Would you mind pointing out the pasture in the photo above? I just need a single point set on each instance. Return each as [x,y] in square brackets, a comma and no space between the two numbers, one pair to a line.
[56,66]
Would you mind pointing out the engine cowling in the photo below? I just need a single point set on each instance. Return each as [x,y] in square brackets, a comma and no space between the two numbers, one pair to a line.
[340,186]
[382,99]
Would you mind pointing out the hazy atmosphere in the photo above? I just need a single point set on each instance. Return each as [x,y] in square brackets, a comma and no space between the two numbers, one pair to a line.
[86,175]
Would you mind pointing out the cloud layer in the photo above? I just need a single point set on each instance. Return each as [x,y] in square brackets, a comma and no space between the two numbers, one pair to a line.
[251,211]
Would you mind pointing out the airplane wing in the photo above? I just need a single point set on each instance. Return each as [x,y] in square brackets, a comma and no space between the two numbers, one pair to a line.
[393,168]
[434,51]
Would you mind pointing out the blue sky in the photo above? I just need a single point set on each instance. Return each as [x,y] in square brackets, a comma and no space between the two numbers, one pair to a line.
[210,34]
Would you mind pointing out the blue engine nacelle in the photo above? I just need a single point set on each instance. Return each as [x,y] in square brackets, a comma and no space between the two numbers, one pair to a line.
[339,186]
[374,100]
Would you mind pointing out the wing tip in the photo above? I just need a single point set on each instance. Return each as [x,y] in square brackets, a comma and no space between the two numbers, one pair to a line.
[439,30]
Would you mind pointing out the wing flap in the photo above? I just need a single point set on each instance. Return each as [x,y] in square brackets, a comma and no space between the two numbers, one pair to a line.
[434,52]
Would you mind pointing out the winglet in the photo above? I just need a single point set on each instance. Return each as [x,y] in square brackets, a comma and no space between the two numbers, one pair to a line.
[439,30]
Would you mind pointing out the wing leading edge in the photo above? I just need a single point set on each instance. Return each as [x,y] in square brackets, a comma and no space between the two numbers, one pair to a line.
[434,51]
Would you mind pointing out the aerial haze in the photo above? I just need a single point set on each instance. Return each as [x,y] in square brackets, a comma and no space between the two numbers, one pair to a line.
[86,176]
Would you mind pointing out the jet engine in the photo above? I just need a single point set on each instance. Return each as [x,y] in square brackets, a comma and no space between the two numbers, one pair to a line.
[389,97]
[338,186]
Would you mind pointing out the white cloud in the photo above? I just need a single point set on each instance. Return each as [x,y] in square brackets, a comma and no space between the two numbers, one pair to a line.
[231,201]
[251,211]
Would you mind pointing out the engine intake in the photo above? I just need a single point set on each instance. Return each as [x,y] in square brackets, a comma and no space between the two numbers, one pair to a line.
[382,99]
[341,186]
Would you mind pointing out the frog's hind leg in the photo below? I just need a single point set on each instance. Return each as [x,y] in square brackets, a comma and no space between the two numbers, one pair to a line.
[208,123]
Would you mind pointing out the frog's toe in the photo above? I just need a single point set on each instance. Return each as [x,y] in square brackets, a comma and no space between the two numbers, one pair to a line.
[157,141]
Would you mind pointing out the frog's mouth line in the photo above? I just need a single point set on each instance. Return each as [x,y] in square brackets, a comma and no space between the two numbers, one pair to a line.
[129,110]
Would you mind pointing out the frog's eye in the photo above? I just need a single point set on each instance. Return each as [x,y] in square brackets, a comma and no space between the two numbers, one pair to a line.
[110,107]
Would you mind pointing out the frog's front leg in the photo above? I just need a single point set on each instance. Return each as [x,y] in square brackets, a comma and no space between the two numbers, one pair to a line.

*SET TASK*
Print out every record again, exactly and in full.

*OUTPUT OF THE EXERCISE*
Would you mind pointing out the pasture in the photo above? I just need a single point set on each instance. Return each as [x,y] in square brackets, a comma and no space between the two numbers, one pair to a line.
[56,66]
Would you mind pointing out the engine cowling in the photo below? I just need a single point set on each instance. Return each as [x,y] in square brackets, a comma and no space between the two numbers, one pair to a line.
[340,186]
[382,99]
Would you mind pointing out the hazy atmosphere in the photo above? I just need a single point set on each instance. Return each as [x,y] in square brackets, a comma and no space between the two numbers, one pair to a line.
[86,175]
Would you mind pointing out the cloud layer in the photo above? I just need a single point set on each instance. Return each as [x,y] in square brackets, a comma and no space between the two numbers, one pair to a line.
[251,211]
Would you mind pointing out the airplane wing in the photo above? I just need a single point set on each instance. Return each as [x,y] in square brackets, a comma and no space between the two numbers, one pair to a line.
[393,168]
[434,51]
Would you mind pointing out the blue sky in the photo above? I just need a single point set on each instance. Return each as [x,y] in square brackets, a comma and no space between the two numbers, one pair to a line.
[210,34]
Would you mind pointing out the blue engine nacelle in the photo above? I just need a single point set on each instance. Return each as [x,y] in square brackets, a comma and no space between the two numbers, one pair to a line.
[339,186]
[374,100]
Would you mind pointing out the wing tip in the photo above? I just need a single point set on each instance. Return each as [x,y] in square brackets, a comma and no space between the two numbers, one pair to a line.
[439,30]
Would you mind pointing out the wing flap in the photo above? I just need a single point set on each instance. Return each as [x,y] in square brackets, a comma and no space between the two numbers, one pair to a line.
[434,52]
Would you mind pointing out the winglet in the photo above? I just need a single point set on each instance. Return each as [x,y] in square brackets, a comma and no space between the two numbers, one pair to a line.
[439,30]
Would you mind pointing out the wing leading edge in the photo above? I just need a single point set on each instance. Return each as [x,y] in square brackets, a comma and no space between the two numbers, one pair to a line.
[434,51]
Would you mind pointing out the aerial haze in the photo above? I just need a single point set on each instance. Return each as [x,y] in square brackets, a comma and no space between the two numbers, one pair to a line.
[86,176]
Would you mind pointing out the jet engine in the photo above? I just need a single point set on each instance. Return each as [x,y] in square brackets, a comma and no space between the two numbers, one pair to a line.
[389,97]
[338,186]
Would you mind pointing out the white cloud in the photo above? I just need a single point set on each instance. Return each as [x,y] in square brackets, a comma and no space between the two numbers, one pair to a line.
[231,201]
[251,211]
Would you mind pointing out the engine intake in the photo above? I just need a single point set on each instance. Return each as [x,y] in square brackets, a comma and no space between the two numbers, one pair to a line.
[382,99]
[341,186]
Would you mind pointing out the frog's hind leg in the photo below? I just need a single point set on each instance. Return each as [x,y] in square brackets, a comma and no space between the two numbers, one pair to a line.
[208,123]
Would you mind pointing out the frog's toe in the photo above? I just need a single point set on each instance. Return each as [x,y] in square brackets, a comma and no space between the two numbers, one pair to a line.
[157,141]
Would you mind pointing out the frog's mouth line in the photo above? I just need a single point set on each instance. Return each as [x,y] in square brackets, a comma and no space between the two numbers, one pair to a line.
[129,110]
Would you mind pointing out the frog's eye in the photo above? I just need a single point set on each instance. Return each as [x,y] in square brackets, a comma and no space between the two numbers, one pair to a line.
[110,107]
Would you mind pointing out the frog's front leg in the photo above? I just need a single point set on each instance. Return each as [x,y] in square brackets, a comma and no space between the two numbers, one pair to a line.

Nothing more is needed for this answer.